YOUR GOAL: Rewrite each line of the material below as an item in a numbered list, skipping blank lines. Leave the pictures out.

— start of DATA LINES —

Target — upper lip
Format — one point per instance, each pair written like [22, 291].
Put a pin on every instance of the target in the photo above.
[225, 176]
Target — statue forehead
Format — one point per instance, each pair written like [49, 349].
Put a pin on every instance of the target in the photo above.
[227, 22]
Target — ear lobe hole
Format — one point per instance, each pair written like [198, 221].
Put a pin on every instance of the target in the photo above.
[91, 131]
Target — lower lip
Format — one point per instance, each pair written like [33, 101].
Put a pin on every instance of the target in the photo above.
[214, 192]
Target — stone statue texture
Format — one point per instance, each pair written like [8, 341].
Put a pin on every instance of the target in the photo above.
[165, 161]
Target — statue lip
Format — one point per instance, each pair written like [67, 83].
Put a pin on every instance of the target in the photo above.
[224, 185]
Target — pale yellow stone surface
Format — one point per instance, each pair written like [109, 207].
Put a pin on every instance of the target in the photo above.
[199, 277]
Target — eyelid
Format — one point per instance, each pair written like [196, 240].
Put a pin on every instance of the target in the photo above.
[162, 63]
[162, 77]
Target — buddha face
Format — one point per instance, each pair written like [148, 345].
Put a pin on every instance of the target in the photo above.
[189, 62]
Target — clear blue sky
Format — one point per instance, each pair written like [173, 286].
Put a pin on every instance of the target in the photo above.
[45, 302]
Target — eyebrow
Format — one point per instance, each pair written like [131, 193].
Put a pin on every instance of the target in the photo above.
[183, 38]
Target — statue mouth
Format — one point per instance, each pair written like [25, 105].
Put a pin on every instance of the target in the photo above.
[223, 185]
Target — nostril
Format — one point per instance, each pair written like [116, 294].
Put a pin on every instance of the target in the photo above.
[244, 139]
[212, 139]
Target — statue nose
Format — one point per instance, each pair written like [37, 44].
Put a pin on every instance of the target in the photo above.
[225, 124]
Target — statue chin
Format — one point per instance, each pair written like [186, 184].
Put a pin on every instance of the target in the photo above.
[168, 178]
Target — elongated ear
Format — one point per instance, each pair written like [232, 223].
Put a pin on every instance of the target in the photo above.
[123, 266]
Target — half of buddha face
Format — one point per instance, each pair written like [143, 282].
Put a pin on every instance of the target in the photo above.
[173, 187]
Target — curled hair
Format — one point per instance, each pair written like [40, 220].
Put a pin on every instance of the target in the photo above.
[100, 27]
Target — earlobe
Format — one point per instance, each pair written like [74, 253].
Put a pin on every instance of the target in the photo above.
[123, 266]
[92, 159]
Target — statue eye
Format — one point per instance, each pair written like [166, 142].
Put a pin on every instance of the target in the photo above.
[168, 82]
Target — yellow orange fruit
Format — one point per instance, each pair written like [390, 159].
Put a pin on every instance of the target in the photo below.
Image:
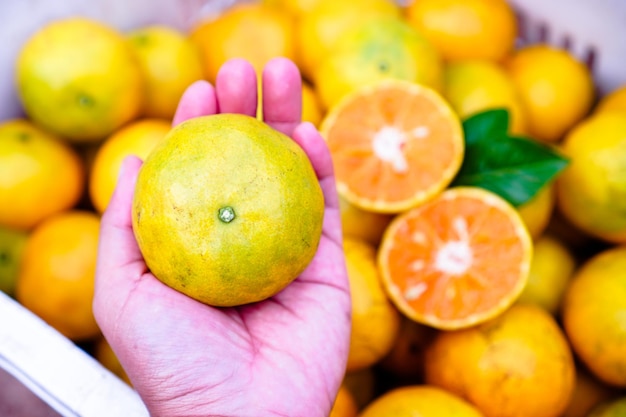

— end of DATA LINES —

RESULT BELOW:
1. Target — upper lip
2. Format — one point per instance, each pair written like [22, 291].
3. Put a pin on every instance of the target in the photo above.
4. [225, 176]
5. Target — statue forehead
6. Format — one point per instance, each pair written like [49, 349].
7. Put a pin on every instance of the target in the photo above.
8. [227, 22]
9. Target — ear lobe hole
10. Format — one point per instance, each pair written like [198, 221].
11. Put a pin on every instance of the target in the photo above.
12. [91, 131]
13. Target — lower lip
14. Format — one point per instance, each pair written like [33, 101].
15. Put a pin on every instance of the target in the photo above.
16. [214, 192]
17. Target — stone statue texture
18. Format — one point per instance, each pair written like [8, 341].
19. Put a pin on every instance of the target in the photo above.
20. [165, 161]
21. Target — statue lip
22. Format — one point per instance, each pair written like [67, 83].
23. Put a pin on every instance of the target in the photo above.
24. [224, 185]
25. Target — pale yellow stone surface
26. Format — one point per instance, each pair written like [109, 207].
27. Put a pin on every instance of the target in the photo above.
28. [199, 277]
29. Target — eyelid
30. Format — one point per instance, each pair written like [196, 240].
31. Put a pin on every instance of the target in the photo above.
32. [162, 63]
33. [162, 77]
34. Target — buddha face
35. Format — one point per instance, each pair written like [148, 345].
36. Put a pin on every instance of the target in the photo above.
37. [189, 62]
38. Target — clear blue sky
39. Format — one point per instance, each pair written like [173, 286].
40. Put a pin on every instance of the target in the photo above.
41. [45, 302]
42. Target — eyebrow
43. Format — one point per instance, each pair written like [131, 193].
44. Put a pin on every instance of the target in the photo above.
45. [183, 38]
46. Target — statue mouth
47. Format — one point per instance, each pair written like [25, 105].
48. Put a pin on every instance of the target in the photo above.
49. [223, 185]
50. Target — nostril
51. Format — one point per instance, each pair written like [116, 294].
52. Put a pin on every instance of the target in the photo above.
53. [244, 139]
54. [212, 139]
55. Target — statue nose
56. Format — one point per instance, each pair written like [37, 44].
57. Put a pin on every instance of the target in the photo above.
58. [225, 124]
59. Target — statue chin
60. Format — one point per instance, each pair written like [186, 184].
61. Put a pin on every instance of the target in the photo above.
62. [168, 178]
63. Target — elongated ear
64. Format — one point per instance, each pair written like [232, 223].
65. Put a pin on every instance of the target in the photo above.
66. [123, 266]
67. Target — half of buddha face
68. Format — one point per instance, each pair written like [143, 282].
69. Put a pin on every instance of the target in the photo above.
70. [173, 187]
71. Target — curled hair
72. Format — one point per instance, each pair written like [40, 220].
73. Put a pin on every instance of the target in the photo above.
74. [100, 27]
75. Target — earlobe
76. Format — one point per instance, each pair written like [74, 253].
77. Put a pin on every instance of the target in the photo above.
78. [123, 266]
79. [92, 159]
80. Target — statue eye
81. Format — one point per instance, each pair written like [166, 142].
82. Put a pin on every instance of the target in the photo above.
83. [168, 82]
84. Target — yellow orange fruit
85. Format — one point per instance, each pair written like [390, 159].
86. Put a pin on every instance of the target in the photo below.
87. Image:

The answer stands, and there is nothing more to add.